● Aim of the task
Each of the entries below should be written out exactly as it reads.

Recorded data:
╭──

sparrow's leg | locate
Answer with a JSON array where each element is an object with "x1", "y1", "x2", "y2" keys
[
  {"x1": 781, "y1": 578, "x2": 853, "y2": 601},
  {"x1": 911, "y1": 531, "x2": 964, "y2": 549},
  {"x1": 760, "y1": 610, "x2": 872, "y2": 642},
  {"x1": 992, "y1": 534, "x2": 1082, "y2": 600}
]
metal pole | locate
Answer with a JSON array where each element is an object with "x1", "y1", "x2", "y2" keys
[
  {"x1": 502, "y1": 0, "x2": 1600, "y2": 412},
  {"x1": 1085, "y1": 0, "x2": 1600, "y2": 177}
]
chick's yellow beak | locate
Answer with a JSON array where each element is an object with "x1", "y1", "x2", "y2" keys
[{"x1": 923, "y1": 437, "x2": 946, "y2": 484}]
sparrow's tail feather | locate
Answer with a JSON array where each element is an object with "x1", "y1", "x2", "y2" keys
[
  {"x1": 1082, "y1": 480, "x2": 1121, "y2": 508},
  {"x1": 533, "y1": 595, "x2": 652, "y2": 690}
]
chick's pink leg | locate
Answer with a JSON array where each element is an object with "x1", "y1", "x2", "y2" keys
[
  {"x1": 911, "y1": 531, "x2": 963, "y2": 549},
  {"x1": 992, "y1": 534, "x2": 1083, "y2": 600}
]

╰──

● Finished exercise
sparrow's leg | locate
Answer with a JSON array where each element is an object with "x1", "y1", "x2", "y2" keys
[
  {"x1": 781, "y1": 578, "x2": 853, "y2": 601},
  {"x1": 911, "y1": 531, "x2": 964, "y2": 549},
  {"x1": 760, "y1": 610, "x2": 872, "y2": 642},
  {"x1": 992, "y1": 534, "x2": 1082, "y2": 600}
]
metal pole | locate
Answer with a JSON array where each element is an object with "x1", "y1", "x2", "y2" keys
[
  {"x1": 502, "y1": 0, "x2": 1600, "y2": 412},
  {"x1": 1085, "y1": 0, "x2": 1600, "y2": 177}
]
chick's yellow beak | locate
Answer with a JSON array where each element is an object with "x1", "y1", "x2", "y2" keys
[{"x1": 923, "y1": 437, "x2": 946, "y2": 484}]
sparrow's tail feather | locate
Answer with a JSON array where each element is an object with "x1", "y1", "x2", "y2" keys
[
  {"x1": 1082, "y1": 480, "x2": 1121, "y2": 508},
  {"x1": 533, "y1": 595, "x2": 652, "y2": 690}
]
chick's pink leg | locate
Answer with a JSON array where each element is an object with "x1", "y1", "x2", "y2" keys
[
  {"x1": 911, "y1": 531, "x2": 963, "y2": 549},
  {"x1": 992, "y1": 534, "x2": 1083, "y2": 600}
]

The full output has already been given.